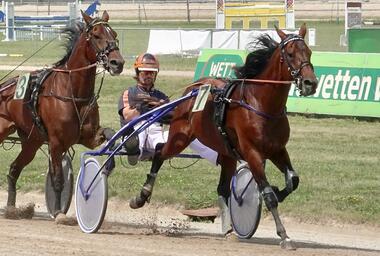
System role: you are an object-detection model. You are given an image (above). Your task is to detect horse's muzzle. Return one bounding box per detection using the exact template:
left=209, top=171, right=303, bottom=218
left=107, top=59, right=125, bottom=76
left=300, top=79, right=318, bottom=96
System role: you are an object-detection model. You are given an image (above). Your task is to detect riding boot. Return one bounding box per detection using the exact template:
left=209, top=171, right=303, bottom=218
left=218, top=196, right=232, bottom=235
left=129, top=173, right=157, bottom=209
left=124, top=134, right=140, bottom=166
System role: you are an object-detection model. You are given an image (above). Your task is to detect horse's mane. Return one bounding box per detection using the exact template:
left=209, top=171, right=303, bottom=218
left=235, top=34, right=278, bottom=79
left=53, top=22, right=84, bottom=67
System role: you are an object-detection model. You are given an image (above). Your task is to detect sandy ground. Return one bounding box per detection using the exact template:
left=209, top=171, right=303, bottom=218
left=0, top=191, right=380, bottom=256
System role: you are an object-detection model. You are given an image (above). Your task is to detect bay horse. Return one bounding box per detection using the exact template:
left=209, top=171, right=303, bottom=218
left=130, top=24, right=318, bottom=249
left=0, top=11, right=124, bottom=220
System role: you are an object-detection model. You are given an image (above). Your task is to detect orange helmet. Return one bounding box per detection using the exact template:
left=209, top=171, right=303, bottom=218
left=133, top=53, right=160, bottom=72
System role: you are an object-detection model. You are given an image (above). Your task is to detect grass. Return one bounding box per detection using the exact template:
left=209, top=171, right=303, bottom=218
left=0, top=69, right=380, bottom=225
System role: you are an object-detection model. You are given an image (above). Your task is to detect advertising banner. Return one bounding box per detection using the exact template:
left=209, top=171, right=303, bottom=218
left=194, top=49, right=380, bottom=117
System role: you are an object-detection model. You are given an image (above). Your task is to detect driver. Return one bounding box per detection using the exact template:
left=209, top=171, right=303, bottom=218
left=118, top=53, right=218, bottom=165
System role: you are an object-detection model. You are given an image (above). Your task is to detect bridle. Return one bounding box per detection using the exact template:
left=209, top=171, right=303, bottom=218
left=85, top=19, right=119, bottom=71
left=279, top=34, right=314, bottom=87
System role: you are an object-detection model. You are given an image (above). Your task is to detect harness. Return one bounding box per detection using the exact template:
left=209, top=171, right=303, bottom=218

::::::::

WAS VERLANGT WIRD
Schreib sämtliche Zeilen oben unverändert ab und lass die Bilder in deiner Antwort weg.

ANTWORT SIEHE UNTEN
System role: you are an object-detection model. You are given an image (above). Your task is to detect horse's muzzle. Return one bounding box per detection using the exact template:
left=209, top=171, right=303, bottom=218
left=107, top=59, right=125, bottom=76
left=300, top=79, right=318, bottom=96
System role: you are an object-detection model. You are given an image (above). Your task is to detect riding boot. Return one bounding box per detection using the exact template:
left=209, top=171, right=303, bottom=218
left=218, top=196, right=232, bottom=235
left=129, top=173, right=157, bottom=209
left=124, top=134, right=140, bottom=166
System role: you are an object-detection model. You are given an image (above). Your task is to detect horse's mane. Return one bounding box per detection using the exact template:
left=209, top=171, right=303, bottom=218
left=235, top=34, right=278, bottom=79
left=53, top=22, right=84, bottom=67
System role: you are an object-detection model. You are given an image (above). Your task is to detect sandy ground. Return one bounding box per detection using the exact template:
left=209, top=171, right=303, bottom=218
left=0, top=191, right=380, bottom=256
System role: you are an object-detection model. You are given an image (above). Your task is to detect bay horse. Return one bounding box per detection using the exact template:
left=209, top=171, right=303, bottom=218
left=130, top=24, right=318, bottom=249
left=0, top=11, right=124, bottom=220
System role: you are an object-detection model. You are given an image (above). Your task is to detect orange helmet. Return one bounding box per detection using the exact template:
left=209, top=171, right=303, bottom=218
left=133, top=53, right=160, bottom=72
System role: you are an object-detection model. You are given an image (above). Your task is to detect grass. Return one bounding box per detection using the exact template:
left=209, top=171, right=303, bottom=218
left=0, top=69, right=380, bottom=225
System role: you are an object-detection model. You are given an image (above). Your task is to detect advertising banner. Return one bounding box per detection using the exact template:
left=209, top=171, right=303, bottom=218
left=194, top=49, right=380, bottom=117
System role: you are an object-detection model. You are given an image (above). Your task is to detect driver. Return one bounding box per detection using the exact template:
left=209, top=171, right=303, bottom=218
left=118, top=53, right=218, bottom=165
System role: you are an object-detection model. You are given an image (above). Your task is to detect bridle. Return one bounding box per detection using the exact template:
left=209, top=171, right=303, bottom=218
left=85, top=19, right=119, bottom=71
left=279, top=34, right=314, bottom=87
System role: you are an object-detection model. You are given an image (above). Your task is to detect harness. Return one bounding box per detection using the exact template:
left=209, top=171, right=303, bottom=218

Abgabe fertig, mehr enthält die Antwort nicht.